TASK: Your task is to transcribe the entries below exactly, beginning with the line containing "Where can the workbench be" and ending with the final line, and to add nothing else.

(Object point labels)
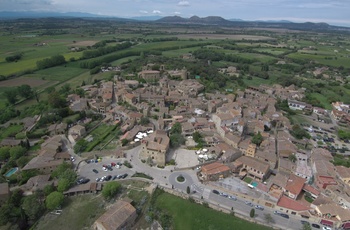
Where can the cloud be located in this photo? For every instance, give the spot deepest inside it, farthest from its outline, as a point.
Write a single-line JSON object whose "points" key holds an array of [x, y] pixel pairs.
{"points": [[156, 12], [183, 3]]}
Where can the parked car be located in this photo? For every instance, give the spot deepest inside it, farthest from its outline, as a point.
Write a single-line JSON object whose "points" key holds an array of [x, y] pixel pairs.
{"points": [[281, 214], [232, 197], [223, 194], [249, 203], [303, 222], [85, 181]]}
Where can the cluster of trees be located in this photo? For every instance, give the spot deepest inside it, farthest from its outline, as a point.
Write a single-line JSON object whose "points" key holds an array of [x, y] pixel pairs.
{"points": [[102, 50], [299, 132], [111, 189], [343, 134], [176, 138], [24, 91], [15, 157], [14, 58], [66, 177], [23, 211], [51, 62]]}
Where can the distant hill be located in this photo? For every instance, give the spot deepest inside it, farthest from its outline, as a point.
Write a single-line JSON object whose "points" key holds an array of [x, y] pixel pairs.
{"points": [[194, 20], [210, 20], [35, 14], [146, 18]]}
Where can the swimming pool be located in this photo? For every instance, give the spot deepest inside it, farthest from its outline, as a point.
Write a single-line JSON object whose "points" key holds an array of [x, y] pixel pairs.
{"points": [[11, 172]]}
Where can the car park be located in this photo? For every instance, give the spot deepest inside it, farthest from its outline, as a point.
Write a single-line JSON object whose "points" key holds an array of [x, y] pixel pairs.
{"points": [[249, 203], [124, 175], [232, 197], [223, 194], [303, 222]]}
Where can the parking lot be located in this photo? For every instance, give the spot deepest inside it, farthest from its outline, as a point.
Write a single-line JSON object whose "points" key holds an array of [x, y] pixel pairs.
{"points": [[185, 158], [86, 169], [236, 185]]}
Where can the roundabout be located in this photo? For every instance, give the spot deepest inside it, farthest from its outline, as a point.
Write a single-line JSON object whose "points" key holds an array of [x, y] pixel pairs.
{"points": [[180, 180]]}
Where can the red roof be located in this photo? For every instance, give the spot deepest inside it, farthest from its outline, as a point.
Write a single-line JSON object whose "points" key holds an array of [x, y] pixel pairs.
{"points": [[286, 202], [346, 225], [327, 223], [311, 189], [295, 184]]}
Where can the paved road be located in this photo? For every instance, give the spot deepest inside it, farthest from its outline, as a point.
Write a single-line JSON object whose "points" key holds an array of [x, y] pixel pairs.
{"points": [[167, 177]]}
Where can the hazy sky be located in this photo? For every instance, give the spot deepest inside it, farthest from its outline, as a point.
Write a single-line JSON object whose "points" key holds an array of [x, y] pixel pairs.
{"points": [[335, 12]]}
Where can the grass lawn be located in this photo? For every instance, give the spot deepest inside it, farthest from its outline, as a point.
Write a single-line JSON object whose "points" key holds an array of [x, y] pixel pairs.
{"points": [[187, 215], [322, 99], [248, 179], [59, 73], [79, 212]]}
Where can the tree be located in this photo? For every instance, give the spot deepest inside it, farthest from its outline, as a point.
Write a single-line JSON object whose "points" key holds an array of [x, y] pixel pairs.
{"points": [[176, 140], [54, 200], [4, 153], [197, 137], [252, 213], [80, 146], [299, 133], [257, 139], [306, 226], [144, 121], [17, 152], [48, 189], [63, 185], [124, 142], [292, 158], [110, 189], [268, 218], [33, 207], [11, 95], [25, 91], [56, 100], [60, 169], [176, 128]]}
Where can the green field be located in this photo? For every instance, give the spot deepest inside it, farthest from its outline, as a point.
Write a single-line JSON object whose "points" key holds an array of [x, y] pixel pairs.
{"points": [[187, 215], [79, 212]]}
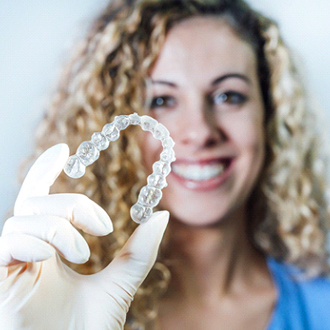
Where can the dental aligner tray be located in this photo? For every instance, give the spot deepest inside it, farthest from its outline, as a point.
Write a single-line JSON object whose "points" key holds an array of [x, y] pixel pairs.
{"points": [[89, 151]]}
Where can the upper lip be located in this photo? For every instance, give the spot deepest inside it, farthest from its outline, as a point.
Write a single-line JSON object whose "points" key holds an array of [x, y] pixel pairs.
{"points": [[201, 161]]}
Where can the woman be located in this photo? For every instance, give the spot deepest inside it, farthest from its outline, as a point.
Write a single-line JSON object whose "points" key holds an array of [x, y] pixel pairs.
{"points": [[245, 189]]}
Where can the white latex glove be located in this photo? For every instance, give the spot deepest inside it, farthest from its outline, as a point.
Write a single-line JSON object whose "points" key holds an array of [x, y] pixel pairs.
{"points": [[37, 291]]}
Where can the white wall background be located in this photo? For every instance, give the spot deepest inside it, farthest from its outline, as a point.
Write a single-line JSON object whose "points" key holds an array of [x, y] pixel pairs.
{"points": [[35, 35]]}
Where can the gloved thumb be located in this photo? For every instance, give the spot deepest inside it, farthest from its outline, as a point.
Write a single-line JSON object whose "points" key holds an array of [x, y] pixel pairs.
{"points": [[130, 267]]}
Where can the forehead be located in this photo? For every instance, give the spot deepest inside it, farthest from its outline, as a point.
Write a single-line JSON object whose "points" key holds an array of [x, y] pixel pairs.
{"points": [[203, 47]]}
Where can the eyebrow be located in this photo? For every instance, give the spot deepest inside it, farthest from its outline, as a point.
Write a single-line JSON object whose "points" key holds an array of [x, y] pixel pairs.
{"points": [[230, 75], [163, 82], [214, 82]]}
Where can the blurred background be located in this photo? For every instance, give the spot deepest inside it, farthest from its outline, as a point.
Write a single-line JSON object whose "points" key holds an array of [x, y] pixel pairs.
{"points": [[35, 39]]}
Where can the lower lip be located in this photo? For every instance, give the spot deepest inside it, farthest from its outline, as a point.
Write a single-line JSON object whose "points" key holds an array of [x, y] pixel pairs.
{"points": [[205, 185]]}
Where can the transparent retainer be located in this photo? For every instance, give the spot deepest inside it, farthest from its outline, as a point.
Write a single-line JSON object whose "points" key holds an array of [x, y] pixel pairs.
{"points": [[89, 151]]}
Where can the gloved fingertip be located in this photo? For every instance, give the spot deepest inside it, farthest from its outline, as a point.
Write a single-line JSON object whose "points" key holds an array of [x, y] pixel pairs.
{"points": [[3, 273]]}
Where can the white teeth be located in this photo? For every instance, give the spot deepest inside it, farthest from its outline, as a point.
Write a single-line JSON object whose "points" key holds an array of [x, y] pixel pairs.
{"points": [[198, 172]]}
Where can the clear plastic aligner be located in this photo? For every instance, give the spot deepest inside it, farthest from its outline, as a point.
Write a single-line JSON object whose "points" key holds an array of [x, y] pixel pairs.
{"points": [[89, 151]]}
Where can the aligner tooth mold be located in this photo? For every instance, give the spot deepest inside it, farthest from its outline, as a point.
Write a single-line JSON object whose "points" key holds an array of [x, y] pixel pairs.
{"points": [[89, 151]]}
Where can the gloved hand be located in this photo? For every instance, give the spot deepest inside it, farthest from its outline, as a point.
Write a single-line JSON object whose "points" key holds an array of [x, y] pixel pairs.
{"points": [[38, 291]]}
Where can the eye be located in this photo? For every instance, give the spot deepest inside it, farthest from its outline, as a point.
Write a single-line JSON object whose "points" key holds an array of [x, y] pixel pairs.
{"points": [[229, 97], [162, 101]]}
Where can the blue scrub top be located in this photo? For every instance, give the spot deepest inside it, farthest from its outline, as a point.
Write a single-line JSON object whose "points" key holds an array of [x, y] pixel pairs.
{"points": [[303, 304]]}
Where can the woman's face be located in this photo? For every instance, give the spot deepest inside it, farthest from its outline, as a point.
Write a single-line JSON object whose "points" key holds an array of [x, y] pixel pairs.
{"points": [[206, 91]]}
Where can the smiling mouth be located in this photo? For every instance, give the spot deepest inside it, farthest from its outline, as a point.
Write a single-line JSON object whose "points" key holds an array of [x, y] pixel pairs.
{"points": [[200, 171]]}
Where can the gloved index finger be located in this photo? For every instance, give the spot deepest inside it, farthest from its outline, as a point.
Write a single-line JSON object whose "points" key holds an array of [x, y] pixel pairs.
{"points": [[42, 174]]}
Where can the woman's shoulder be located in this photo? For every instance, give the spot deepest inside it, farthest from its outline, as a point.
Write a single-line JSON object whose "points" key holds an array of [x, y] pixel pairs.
{"points": [[301, 299]]}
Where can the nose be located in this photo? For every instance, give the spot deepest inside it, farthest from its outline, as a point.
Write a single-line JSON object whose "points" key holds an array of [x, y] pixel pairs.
{"points": [[198, 126]]}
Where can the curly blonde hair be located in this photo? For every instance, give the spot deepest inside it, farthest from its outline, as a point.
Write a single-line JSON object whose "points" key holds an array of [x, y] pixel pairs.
{"points": [[106, 77]]}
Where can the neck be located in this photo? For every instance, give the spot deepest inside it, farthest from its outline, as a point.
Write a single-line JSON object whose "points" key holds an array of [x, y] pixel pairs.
{"points": [[208, 262]]}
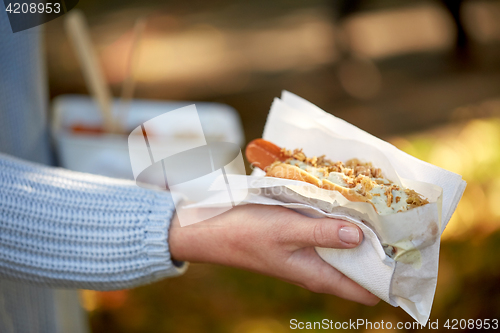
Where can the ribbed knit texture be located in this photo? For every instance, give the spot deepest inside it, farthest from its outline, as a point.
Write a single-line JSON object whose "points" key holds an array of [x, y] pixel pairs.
{"points": [[60, 228], [67, 229]]}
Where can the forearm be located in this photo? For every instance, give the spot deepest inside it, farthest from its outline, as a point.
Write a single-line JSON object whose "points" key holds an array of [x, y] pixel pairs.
{"points": [[68, 229]]}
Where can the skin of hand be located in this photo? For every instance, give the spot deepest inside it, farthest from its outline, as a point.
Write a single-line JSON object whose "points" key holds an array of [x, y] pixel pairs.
{"points": [[273, 241]]}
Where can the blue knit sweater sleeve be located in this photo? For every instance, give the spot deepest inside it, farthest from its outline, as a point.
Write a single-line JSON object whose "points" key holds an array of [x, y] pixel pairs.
{"points": [[66, 229]]}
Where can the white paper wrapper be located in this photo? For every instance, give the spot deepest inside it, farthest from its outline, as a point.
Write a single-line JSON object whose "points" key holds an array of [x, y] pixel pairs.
{"points": [[408, 280]]}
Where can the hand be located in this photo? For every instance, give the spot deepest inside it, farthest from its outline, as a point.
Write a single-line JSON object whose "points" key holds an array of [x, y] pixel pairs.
{"points": [[274, 241]]}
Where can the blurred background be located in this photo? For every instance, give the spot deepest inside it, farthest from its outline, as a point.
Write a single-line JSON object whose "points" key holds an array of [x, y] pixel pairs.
{"points": [[423, 75]]}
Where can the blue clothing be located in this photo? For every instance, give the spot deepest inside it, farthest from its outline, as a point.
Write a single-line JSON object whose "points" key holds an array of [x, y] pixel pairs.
{"points": [[60, 228]]}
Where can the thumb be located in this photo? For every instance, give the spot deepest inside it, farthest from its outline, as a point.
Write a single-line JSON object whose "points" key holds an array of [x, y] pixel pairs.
{"points": [[327, 232]]}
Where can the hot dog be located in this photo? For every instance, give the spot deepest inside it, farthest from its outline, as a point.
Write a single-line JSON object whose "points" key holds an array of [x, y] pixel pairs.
{"points": [[356, 181]]}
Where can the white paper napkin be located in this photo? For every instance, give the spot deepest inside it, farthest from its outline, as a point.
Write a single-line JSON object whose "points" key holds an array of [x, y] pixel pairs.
{"points": [[410, 281]]}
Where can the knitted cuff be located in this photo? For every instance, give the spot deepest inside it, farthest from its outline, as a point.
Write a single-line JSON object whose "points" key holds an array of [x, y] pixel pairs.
{"points": [[156, 239]]}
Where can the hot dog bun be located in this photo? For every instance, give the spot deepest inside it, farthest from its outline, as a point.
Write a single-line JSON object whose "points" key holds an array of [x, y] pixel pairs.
{"points": [[356, 181]]}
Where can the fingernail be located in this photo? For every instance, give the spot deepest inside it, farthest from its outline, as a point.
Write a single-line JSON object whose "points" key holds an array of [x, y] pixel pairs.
{"points": [[349, 235]]}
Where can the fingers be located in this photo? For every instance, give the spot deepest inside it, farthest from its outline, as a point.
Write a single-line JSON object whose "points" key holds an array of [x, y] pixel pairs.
{"points": [[320, 277], [324, 232]]}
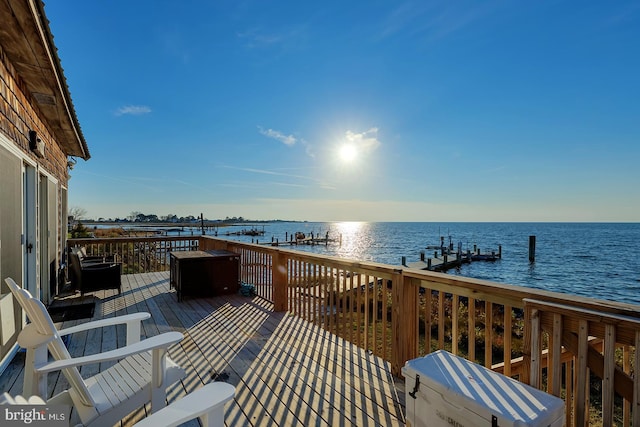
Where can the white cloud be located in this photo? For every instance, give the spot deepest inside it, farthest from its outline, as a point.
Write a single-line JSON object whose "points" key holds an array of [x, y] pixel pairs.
{"points": [[134, 110], [279, 136], [366, 141]]}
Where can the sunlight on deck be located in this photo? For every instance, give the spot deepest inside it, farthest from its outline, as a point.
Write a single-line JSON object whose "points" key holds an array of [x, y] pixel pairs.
{"points": [[285, 370]]}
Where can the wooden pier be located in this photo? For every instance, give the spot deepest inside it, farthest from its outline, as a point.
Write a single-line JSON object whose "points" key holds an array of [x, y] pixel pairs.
{"points": [[449, 259], [295, 239]]}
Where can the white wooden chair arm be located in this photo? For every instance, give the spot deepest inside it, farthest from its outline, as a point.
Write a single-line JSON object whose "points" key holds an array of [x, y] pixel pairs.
{"points": [[207, 403], [132, 321], [155, 343]]}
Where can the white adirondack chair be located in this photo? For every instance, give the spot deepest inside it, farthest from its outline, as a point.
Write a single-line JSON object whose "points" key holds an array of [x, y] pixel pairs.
{"points": [[143, 372], [206, 403]]}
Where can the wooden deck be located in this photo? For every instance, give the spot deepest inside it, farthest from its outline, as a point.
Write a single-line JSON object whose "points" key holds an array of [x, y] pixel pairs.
{"points": [[285, 370]]}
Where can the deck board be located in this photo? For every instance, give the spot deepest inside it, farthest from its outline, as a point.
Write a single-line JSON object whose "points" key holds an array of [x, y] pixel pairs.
{"points": [[286, 371]]}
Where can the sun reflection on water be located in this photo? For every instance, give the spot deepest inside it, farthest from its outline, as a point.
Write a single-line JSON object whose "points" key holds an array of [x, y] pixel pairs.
{"points": [[356, 239]]}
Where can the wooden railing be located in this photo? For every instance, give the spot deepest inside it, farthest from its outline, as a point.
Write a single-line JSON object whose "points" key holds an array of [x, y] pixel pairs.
{"points": [[400, 314]]}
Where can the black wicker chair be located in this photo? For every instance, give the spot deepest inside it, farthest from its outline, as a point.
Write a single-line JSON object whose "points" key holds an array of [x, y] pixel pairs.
{"points": [[90, 274]]}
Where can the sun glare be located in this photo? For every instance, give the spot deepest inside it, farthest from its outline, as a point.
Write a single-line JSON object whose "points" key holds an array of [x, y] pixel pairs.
{"points": [[348, 153]]}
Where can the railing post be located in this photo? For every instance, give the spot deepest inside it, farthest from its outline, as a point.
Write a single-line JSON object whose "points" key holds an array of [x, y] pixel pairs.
{"points": [[280, 280], [404, 321]]}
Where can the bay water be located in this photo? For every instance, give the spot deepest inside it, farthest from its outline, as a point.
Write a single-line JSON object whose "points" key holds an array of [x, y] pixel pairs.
{"points": [[599, 260]]}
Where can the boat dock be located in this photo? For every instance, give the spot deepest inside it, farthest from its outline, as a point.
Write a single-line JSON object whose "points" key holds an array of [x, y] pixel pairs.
{"points": [[448, 258], [299, 238]]}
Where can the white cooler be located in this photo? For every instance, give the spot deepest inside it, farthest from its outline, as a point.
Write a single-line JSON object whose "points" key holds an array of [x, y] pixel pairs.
{"points": [[449, 391]]}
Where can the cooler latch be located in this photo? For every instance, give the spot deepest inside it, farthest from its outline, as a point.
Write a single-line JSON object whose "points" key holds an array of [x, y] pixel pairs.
{"points": [[416, 387]]}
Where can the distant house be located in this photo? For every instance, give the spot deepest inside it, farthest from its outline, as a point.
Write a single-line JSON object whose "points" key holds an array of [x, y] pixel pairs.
{"points": [[39, 138]]}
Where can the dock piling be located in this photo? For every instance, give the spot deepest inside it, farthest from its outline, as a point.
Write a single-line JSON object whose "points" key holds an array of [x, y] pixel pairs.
{"points": [[532, 248]]}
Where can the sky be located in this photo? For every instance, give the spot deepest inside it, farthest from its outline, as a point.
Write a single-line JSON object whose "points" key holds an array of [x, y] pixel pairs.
{"points": [[355, 111]]}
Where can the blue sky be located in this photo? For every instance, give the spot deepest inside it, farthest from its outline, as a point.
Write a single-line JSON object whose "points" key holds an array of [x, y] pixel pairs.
{"points": [[454, 110]]}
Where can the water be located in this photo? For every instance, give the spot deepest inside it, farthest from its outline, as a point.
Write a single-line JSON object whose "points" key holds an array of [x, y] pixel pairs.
{"points": [[597, 260]]}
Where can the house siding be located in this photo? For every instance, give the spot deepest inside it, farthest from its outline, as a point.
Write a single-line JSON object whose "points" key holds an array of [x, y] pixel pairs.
{"points": [[19, 114]]}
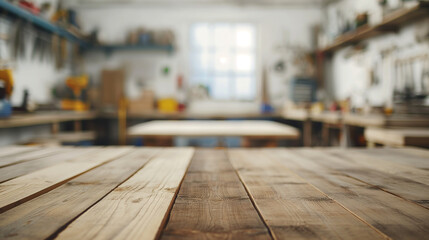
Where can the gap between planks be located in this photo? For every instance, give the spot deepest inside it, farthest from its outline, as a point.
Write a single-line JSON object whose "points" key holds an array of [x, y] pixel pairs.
{"points": [[24, 188]]}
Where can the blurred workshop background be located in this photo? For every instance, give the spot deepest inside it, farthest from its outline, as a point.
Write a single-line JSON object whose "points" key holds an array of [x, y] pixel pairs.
{"points": [[339, 72]]}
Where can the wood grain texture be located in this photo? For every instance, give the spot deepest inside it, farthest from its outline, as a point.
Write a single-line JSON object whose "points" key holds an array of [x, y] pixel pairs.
{"points": [[391, 215], [137, 209], [353, 165], [250, 128], [24, 188], [28, 156], [13, 171], [41, 217], [384, 163], [413, 151], [292, 208], [213, 204], [11, 150]]}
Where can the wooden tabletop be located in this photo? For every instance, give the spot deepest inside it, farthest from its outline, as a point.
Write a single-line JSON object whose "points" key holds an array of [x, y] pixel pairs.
{"points": [[186, 193], [214, 128]]}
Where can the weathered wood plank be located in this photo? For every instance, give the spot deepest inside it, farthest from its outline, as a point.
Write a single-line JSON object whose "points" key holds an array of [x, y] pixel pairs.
{"points": [[356, 166], [213, 204], [292, 208], [41, 217], [11, 150], [395, 217], [16, 170], [24, 188], [424, 153], [28, 156], [138, 208]]}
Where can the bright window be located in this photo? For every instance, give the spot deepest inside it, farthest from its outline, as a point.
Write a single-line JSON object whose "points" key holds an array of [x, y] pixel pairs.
{"points": [[223, 59]]}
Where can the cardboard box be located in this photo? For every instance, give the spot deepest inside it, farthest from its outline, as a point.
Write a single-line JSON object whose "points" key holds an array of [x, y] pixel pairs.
{"points": [[145, 103]]}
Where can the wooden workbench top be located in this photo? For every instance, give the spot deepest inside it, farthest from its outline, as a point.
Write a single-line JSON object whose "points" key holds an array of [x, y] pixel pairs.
{"points": [[172, 193], [214, 128]]}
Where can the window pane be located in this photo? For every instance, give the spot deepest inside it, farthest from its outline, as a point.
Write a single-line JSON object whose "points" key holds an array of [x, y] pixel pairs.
{"points": [[244, 36], [200, 63], [201, 35], [223, 58], [220, 88], [223, 61]]}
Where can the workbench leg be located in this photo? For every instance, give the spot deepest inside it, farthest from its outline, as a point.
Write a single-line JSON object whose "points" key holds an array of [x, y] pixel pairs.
{"points": [[345, 138], [307, 133]]}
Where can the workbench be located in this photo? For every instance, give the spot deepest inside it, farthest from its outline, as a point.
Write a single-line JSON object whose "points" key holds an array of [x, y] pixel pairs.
{"points": [[51, 117], [176, 193], [399, 137], [247, 129]]}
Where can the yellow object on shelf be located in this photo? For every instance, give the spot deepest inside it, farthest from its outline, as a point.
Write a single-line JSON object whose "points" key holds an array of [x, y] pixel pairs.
{"points": [[76, 105], [168, 105]]}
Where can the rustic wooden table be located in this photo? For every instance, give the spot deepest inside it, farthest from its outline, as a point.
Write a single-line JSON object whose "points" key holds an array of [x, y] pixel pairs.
{"points": [[172, 193], [248, 129], [418, 137]]}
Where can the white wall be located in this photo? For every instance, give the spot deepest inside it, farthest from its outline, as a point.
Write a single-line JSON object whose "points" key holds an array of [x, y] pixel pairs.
{"points": [[349, 74], [275, 26]]}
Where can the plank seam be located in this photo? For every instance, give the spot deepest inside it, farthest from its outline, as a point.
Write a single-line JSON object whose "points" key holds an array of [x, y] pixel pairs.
{"points": [[62, 228], [252, 200], [49, 154]]}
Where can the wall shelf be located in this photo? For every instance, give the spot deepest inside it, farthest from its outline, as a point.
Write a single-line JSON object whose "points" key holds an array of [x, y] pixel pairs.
{"points": [[40, 22], [391, 23]]}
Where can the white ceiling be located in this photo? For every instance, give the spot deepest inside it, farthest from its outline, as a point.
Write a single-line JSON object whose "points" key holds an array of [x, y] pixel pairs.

TASK RESPONSE:
Where can the workbench be located in this photo? For every instance, give the spot deepest inside it, farthest from its outline, as a point.
Write a single-line JSON object whose "points" key holds an array of [x, y] pixel pairs.
{"points": [[51, 117], [176, 193], [399, 137], [247, 129]]}
Where can the yellow object on shelf be located in this photo? For every instance, give the spot deepest inside it, farthest from its outline, as a point.
Write a single-line JSON object whose "points" key holds an array of [x, y] pixel pairs.
{"points": [[76, 105], [168, 105]]}
Where can the rustic wooden table be located in this photo? For every instance, give the spot deepest inside it, farthest from its outline, as a point.
Write a single-line JSON object whose "points" key holds an array of [x, y] pixel pairs.
{"points": [[172, 193], [248, 129], [418, 137]]}
Where can the white wall be located in this photo? For every instance, give the spot deepest inside it, farthest from its outline, as a point.
Write a single-line JSON object whose "points" key holds an array of [x, y] pixel pairs.
{"points": [[349, 74], [275, 26]]}
Where can the plank seam be located in this photo? For every instance, give the spot deepest inside it, farthest from its outline, as a point.
Write a single-line JSON object whose "points" key holds an array of [x, y] pixel pairs.
{"points": [[62, 228], [252, 200], [49, 154]]}
Where can the wall shelf be located in this photo? For every instance, give the spot deepest inside it, farthest from its outline, as a point.
Write a single-line JSON object whose "points" key holds an array of [x, y] pixel pairs.
{"points": [[40, 22], [391, 23]]}
Where can the white ceiling be located in this photo? For every instance, give the spot deepest inside it, farthest from its outline, as a point.
Write a single-line JSON object whose "points" key holds an array of [x, y] pixel pairs.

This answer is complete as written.